Your answer should consist of the lines in the listing that hold "seated".

════

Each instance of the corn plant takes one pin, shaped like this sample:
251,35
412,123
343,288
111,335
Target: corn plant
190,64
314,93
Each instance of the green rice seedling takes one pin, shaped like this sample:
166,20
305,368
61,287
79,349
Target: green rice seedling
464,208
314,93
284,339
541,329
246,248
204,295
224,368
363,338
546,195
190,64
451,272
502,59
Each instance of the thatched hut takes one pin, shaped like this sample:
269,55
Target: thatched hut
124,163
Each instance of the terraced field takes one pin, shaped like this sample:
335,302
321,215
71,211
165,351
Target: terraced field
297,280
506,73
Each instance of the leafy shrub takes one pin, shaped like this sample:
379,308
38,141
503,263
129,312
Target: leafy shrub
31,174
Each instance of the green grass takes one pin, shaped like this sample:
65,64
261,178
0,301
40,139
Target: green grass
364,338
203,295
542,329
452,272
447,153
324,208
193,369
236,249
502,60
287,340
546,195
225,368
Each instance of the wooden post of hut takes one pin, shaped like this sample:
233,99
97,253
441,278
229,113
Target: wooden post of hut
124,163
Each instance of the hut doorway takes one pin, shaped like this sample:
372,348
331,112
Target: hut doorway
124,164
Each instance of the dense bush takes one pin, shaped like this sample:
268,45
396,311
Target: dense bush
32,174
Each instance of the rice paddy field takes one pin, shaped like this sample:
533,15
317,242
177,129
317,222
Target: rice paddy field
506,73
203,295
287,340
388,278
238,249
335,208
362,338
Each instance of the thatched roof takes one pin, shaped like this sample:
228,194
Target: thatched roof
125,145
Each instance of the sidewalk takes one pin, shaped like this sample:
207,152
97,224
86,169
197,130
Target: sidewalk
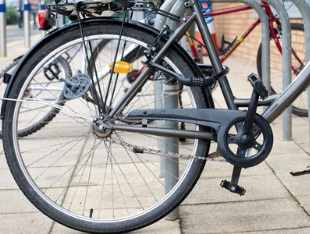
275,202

════

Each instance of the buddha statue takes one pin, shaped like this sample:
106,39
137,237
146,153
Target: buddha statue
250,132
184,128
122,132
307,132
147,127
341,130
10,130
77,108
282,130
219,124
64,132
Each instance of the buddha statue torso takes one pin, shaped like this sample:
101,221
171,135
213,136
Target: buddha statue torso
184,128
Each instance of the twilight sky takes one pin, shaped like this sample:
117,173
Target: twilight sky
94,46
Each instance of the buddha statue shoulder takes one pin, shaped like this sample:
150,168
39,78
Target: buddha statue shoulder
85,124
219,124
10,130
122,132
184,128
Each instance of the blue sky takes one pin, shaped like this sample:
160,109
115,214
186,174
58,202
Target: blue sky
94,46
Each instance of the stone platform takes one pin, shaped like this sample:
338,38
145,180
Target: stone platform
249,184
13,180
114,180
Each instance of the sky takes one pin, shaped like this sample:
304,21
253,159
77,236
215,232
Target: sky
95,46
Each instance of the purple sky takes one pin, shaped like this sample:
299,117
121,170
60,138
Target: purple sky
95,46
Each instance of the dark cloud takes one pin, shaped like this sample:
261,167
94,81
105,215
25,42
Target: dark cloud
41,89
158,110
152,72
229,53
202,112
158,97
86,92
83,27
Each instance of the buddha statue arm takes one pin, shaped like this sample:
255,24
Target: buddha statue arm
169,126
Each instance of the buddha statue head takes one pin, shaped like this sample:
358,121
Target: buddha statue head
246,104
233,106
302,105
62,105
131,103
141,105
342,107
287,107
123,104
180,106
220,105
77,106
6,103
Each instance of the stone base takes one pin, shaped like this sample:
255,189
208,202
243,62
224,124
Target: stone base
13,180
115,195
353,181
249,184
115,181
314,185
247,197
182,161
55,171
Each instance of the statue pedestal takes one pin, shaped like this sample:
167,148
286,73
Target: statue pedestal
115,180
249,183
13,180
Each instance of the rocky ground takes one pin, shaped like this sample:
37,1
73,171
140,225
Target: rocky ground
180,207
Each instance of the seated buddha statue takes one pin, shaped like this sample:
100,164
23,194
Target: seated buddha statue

════

## Answer for this exercise:
Each instance of the seated buddha statue takes one pin, shaped like this sample:
Target: seated buddha statue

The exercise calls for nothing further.